▶ _Exercise_: Reproduce the records below verbatim, character for character, and leave the pictures out of the output.
## begin Dataset extract
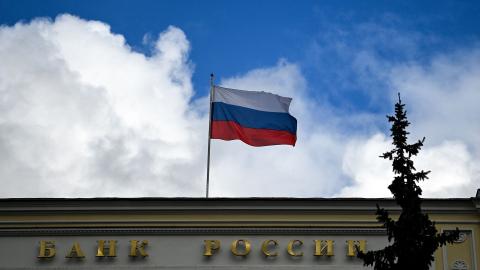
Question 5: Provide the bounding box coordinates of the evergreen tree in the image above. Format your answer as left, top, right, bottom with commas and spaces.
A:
358, 94, 459, 270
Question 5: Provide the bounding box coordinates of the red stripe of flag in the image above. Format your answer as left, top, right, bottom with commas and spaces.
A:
212, 121, 297, 146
## end Dataset extract
▶ _Full answer_:
Question 5: Provide the bounding box coordinates of the evergreen tree in the image above. Format your answer as left, top, right, bottom with commas and spaces.
A:
358, 94, 459, 270
Question 5: Provide the bounding box coordinates of the red stripe of flag in the image above. Format your answer as left, top, right, bottom with commas and spaces.
A:
212, 121, 297, 146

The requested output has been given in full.